* _Exercise instructions_
Extract every line from the entries below that contains the string "ruin", matching case exactly.
------------------------------
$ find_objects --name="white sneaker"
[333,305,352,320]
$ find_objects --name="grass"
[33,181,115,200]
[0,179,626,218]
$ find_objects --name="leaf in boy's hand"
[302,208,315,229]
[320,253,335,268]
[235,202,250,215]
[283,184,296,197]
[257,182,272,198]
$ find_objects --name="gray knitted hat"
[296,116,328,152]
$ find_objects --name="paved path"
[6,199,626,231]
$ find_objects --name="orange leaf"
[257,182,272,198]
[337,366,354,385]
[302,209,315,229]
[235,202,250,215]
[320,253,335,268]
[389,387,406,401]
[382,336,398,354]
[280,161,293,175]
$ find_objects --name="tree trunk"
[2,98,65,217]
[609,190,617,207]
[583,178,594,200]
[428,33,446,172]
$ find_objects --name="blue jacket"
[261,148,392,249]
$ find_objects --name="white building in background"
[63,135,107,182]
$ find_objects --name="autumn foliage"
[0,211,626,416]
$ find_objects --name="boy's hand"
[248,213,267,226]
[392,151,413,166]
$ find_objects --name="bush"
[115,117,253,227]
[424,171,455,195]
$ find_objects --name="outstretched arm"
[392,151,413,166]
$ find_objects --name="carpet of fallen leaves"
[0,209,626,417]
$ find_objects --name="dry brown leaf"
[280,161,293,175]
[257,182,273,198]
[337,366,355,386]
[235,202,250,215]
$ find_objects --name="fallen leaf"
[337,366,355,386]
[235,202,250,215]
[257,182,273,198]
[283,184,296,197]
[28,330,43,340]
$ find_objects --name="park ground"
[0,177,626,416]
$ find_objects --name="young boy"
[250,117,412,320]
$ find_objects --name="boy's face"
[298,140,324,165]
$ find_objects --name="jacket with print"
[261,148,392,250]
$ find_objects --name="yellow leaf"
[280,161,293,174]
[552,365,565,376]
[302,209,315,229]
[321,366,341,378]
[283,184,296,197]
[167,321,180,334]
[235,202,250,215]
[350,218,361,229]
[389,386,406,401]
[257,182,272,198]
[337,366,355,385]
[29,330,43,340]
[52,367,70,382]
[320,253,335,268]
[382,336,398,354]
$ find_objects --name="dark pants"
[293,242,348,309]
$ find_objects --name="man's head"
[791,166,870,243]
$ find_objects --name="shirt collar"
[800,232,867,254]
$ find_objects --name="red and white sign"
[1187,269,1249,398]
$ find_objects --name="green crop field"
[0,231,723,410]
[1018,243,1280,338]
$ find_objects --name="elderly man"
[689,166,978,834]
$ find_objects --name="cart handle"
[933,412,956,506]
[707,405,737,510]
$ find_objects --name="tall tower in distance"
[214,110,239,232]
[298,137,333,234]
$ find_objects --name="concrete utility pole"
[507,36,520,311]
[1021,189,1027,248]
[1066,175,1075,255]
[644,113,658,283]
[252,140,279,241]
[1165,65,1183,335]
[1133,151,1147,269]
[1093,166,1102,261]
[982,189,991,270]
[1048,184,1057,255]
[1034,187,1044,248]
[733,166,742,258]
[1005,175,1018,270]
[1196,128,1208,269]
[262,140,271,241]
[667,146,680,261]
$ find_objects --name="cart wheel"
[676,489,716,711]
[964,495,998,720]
------------------------------
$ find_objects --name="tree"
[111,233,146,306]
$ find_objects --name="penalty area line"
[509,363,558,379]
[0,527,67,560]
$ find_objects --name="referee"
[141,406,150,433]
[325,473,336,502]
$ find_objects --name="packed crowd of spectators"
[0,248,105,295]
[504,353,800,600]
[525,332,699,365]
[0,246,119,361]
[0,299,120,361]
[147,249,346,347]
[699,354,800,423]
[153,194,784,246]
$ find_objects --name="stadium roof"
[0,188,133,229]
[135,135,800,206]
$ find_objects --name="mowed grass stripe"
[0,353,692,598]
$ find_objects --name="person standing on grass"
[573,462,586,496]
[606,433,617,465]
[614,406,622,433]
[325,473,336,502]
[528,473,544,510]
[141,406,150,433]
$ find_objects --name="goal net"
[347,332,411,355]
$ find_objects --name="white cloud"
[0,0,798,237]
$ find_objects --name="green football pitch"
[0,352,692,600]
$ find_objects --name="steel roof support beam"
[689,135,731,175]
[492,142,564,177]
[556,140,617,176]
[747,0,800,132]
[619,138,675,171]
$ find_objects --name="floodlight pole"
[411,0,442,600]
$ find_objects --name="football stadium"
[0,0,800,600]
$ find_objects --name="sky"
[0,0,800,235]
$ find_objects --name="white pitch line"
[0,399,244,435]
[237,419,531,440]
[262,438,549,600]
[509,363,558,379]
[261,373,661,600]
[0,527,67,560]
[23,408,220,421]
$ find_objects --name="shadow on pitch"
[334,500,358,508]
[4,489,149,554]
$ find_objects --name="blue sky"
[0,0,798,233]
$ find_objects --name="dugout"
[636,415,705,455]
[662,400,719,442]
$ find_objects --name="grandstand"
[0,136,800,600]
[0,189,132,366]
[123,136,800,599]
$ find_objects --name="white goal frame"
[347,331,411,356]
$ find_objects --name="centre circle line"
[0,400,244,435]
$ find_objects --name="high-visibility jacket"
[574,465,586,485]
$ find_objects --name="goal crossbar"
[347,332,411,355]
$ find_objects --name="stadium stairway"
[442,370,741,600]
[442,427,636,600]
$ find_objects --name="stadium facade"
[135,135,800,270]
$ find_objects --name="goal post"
------------------------------
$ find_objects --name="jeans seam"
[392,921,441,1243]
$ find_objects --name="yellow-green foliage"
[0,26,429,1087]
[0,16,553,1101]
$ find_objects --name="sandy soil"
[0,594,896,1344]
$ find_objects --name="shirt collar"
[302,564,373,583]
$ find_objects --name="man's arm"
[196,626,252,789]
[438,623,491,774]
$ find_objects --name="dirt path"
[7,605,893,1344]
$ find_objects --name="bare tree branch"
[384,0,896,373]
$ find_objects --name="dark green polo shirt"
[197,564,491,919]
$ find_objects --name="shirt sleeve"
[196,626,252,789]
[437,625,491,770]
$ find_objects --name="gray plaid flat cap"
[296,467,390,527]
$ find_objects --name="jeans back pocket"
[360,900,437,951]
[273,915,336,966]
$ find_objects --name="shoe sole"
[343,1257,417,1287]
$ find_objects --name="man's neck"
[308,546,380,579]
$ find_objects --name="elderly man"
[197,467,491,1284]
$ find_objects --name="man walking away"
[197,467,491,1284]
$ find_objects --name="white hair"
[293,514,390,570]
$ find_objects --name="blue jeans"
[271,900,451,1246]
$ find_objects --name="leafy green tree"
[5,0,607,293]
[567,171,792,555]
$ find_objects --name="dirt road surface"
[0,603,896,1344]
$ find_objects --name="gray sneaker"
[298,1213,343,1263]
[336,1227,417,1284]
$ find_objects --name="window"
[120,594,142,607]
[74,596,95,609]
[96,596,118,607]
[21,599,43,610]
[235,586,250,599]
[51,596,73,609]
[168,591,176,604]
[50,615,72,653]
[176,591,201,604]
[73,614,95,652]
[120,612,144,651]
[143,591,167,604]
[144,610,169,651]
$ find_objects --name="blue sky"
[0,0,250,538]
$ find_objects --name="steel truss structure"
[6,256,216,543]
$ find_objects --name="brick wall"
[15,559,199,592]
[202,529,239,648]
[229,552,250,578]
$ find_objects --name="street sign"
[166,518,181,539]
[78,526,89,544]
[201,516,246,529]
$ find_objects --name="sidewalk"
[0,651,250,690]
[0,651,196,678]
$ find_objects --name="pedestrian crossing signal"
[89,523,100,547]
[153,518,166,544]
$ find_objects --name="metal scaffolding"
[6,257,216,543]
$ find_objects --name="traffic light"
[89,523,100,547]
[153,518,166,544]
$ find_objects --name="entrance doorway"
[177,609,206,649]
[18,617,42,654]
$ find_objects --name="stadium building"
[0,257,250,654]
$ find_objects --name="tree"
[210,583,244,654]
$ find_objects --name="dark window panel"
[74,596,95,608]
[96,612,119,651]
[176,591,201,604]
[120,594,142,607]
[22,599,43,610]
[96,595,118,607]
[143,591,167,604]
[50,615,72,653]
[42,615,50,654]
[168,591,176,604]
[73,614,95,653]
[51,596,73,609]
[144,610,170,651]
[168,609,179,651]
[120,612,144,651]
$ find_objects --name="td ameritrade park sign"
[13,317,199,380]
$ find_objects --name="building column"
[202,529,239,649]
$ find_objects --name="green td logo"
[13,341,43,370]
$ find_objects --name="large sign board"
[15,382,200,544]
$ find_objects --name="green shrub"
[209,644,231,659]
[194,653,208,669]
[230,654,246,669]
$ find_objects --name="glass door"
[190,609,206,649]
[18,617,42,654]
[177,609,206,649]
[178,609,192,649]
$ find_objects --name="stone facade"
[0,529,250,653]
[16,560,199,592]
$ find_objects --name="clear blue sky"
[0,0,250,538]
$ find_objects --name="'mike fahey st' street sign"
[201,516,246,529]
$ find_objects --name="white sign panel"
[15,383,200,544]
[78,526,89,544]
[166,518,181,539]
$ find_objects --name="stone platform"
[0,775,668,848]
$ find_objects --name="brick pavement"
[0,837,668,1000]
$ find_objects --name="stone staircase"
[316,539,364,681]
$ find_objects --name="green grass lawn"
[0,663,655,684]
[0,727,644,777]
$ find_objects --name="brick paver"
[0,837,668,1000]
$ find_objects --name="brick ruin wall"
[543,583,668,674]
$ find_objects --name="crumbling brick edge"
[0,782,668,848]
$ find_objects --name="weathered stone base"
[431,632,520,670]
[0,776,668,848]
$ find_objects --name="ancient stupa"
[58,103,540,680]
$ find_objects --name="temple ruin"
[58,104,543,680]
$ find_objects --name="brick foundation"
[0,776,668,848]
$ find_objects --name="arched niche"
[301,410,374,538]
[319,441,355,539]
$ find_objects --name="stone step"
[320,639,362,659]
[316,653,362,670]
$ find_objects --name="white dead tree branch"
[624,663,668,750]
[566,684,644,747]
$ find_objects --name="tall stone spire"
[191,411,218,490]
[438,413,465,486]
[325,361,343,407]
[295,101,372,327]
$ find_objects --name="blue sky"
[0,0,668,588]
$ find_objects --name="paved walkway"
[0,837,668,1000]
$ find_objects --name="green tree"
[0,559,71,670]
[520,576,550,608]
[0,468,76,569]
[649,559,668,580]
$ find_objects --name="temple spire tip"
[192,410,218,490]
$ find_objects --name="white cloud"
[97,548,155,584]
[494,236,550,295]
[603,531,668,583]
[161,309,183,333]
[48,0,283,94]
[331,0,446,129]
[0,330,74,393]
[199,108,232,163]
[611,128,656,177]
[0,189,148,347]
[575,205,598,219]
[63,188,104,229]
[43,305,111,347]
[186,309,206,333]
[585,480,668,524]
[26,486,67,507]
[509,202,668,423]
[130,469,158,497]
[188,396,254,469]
------------------------------
* _Solution for this problem_
$ find_objects --name="brick ruin wall"
$ find_objects --name="temple ruin"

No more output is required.